Selasa 19 Dec 2017 17:10 WIB

Setnov Bisa Terhindar dari Penjara Seumur Hidup Jika Jadi JC

Rep: Dian Fath Risalah/ Red: Andri Saubani
Terdakwa kasus dugaan korupsi KTP elektronik Setya Novanto (Tengah) memasuki ruangan pada sidang perdana  di gedung Pengadilan Tipikor Jakarta, Rabu (13/12).
Foto: Republika/Iman Firmansyah
Terdakwa kasus dugaan korupsi KTP elektronik Setya Novanto (Tengah) memasuki ruangan pada sidang perdana di gedung Pengadilan Tipikor Jakarta, Rabu (13/12).

REPUBLIKA.CO.ID, JAKARTA -- Kabiro Humas Komisi Pemberantasan Korupsi (KPK), Febri Diansyah mengungkapkan salah satu cara untuk meringankan pidana dalam setiap kasus korupsi adalah terdakwa atau tersangka kooperatif selama pemeriksaan. Salah satu caranya adalah pengajuan menjadi justice collaborator, yakni status untuk terdakwa yang ingin bekerja sama dengan KPK dalam mengungkap kasus korupsi yang melibatkannya.

"Memang dengan pengajuan JC dan sikap koperatif, resiko ancaman pidana yang sampai seumur hidup atau maksimal 20 tahun dapat diturunkan," kata Febri saat dikonfirmasi, Selasa (19/12).

Febri melanjutkan, status justice collaborator akan menguntungkan terdakwa bila permohonan dikabulkan hingga di pengadilan. Sebab, status itu dapat menjadi pertimbangan KPK untuk meringankan terdakwa. Terdakwa dapat diberikan hak remisi dan pembebasan bersyarat sesuai aturan yang berlaku jika diputuskan bersalah.

+-------+

Tugas yang Dikerjakan:
**a)** Ringkas paragraf artikel di atas yang diawali "Febri melanjutkan, status justice collaborator" menjadi daftar poin tanpa menghilangkan fakta utamanya.
**b)** Tampilkan tanpa perubahan bagian artikel di atas, mulai dari "Febri melanjutkan, status" dan berakhir pada "jika diputuskan bersalah.".

Data Terkumpul:
+-------+

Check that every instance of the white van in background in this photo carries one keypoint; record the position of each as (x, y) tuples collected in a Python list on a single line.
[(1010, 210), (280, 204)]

+-------+

Jawaban Latihan:
**a)**
Menurut Febri:
- Status justice collaborator menguntungkan terdakwa jika permohonannya dikabulkan sampai di pengadilan.
- Status itu dapat menjadi pertimbangan KPK untuk meringankan terdakwa.
- Jika diputus bersalah, terdakwa dapat memperoleh hak remisi dan pembebasan bersyarat sesuai aturan yang berlaku.

**b)**
Febri melanjutkan, status justice collaborator akan menguntungkan terdakwa bila permohonan dikabulkan hingga di pengadilan. Sebab, status itu dapat menjadi pertimbangan KPK untuk meringankan terdakwa. Terdakwa dapat diberikan hak remisi dan pembebasan bersyarat sesuai aturan yang berlaku jika diputuskan bersalah.